WHAT IS ASKED :: Rename "keypoint" to "marker" everywhere in the data below and reproduce it with every other word unchanged. Omit the pictures from your answer.

Dataset items
>>>>>

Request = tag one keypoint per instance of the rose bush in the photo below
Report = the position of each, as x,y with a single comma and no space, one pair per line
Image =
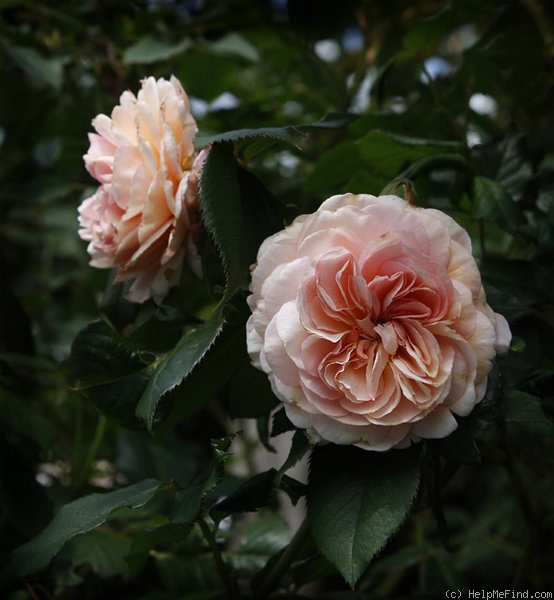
139,219
370,319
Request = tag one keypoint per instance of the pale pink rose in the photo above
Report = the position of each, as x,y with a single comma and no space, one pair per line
371,322
143,156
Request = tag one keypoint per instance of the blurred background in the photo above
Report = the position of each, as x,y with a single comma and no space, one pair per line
448,82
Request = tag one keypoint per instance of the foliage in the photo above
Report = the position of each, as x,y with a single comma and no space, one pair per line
128,462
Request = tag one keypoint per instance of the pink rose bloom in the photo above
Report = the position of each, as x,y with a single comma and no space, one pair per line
370,319
139,219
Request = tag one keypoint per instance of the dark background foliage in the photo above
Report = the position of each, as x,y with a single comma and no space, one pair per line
453,104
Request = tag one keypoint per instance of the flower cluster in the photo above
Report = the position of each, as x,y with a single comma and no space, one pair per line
368,316
143,156
371,322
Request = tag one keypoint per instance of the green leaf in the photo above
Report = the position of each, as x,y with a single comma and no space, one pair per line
189,577
288,134
147,540
177,365
105,551
211,375
492,202
46,71
110,370
357,500
235,45
18,415
249,496
250,394
523,408
291,134
150,50
507,162
264,536
299,448
425,35
381,156
73,519
220,203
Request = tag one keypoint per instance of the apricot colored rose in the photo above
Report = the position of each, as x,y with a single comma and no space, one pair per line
143,156
370,319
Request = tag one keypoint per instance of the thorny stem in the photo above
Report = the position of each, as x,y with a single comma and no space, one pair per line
529,514
224,574
284,562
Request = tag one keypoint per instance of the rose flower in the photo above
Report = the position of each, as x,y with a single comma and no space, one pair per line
138,221
370,319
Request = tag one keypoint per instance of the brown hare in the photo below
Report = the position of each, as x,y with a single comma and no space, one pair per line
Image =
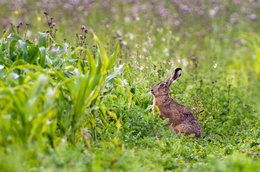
180,118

<<<<<

OUTPUT FOR THIS EXERCISE ::
Request = tag one marker per instance of the rose bush in the photo below
Report = the position of each, as x,y with a single comma and no space, one pair per line
Image =
139,219
370,319
Request = tag one marker per instance of the pale pink rose in the photo above
Report = the position of each, as x,y with a single comma and no space, one pair per line
371,322
143,156
Request = tag one marker per instance of the blurred background in the photo above
Report = the position of each, as x,y with a single comma and no space, one pair per line
448,82
Request = tag one marker per instance of the foliage in the photo above
Report = the position of each, as x,y with a single comma and no space, one pair per line
128,462
Request = tag one marker per instance of the pink rose bloom in the photo above
Report = the position of each, as x,y with a single comma and no space, one pair per line
370,319
139,219
Request = tag one marker per instance of the dark background foliage in the photo above
Report = the position of each, as x,y with a single comma and no space, one pair per line
453,104
Request = tag one marker per instance of the flower cluster in the photo above
Report = the position of each, as x,y with a single comma and no space, one pair per line
368,316
143,156
371,322
Request = tag one marker per instance of the green leaf in the photo above
Report = the position of each, as x,y with a single comma and no space, one pair per line
189,577
288,134
147,540
177,365
105,551
211,375
492,202
46,71
110,370
357,500
235,45
18,415
249,496
250,394
523,408
291,134
150,50
507,162
264,536
299,448
425,35
381,156
73,519
220,203
Request = tag one marker per instance of the apricot colored rose in the photo above
Report = the position of each, as x,y with a single comma and no space, one pair per line
143,156
370,319
Request = tag one marker per instance of the thorny stem in the photo above
Report = the position of each, as x,y with a single comma and no space, one pair per line
529,514
224,574
284,562
Request = tag one marker per instance of the rose flower in the photo above
Report = the position of each, as x,y with a single comma and no space, one pair per line
138,221
370,319
Request = tag one marker per instance of the brown hare in the photo below
Report = the position of each, as x,y with a single comma and no space, one pair per line
Image =
180,118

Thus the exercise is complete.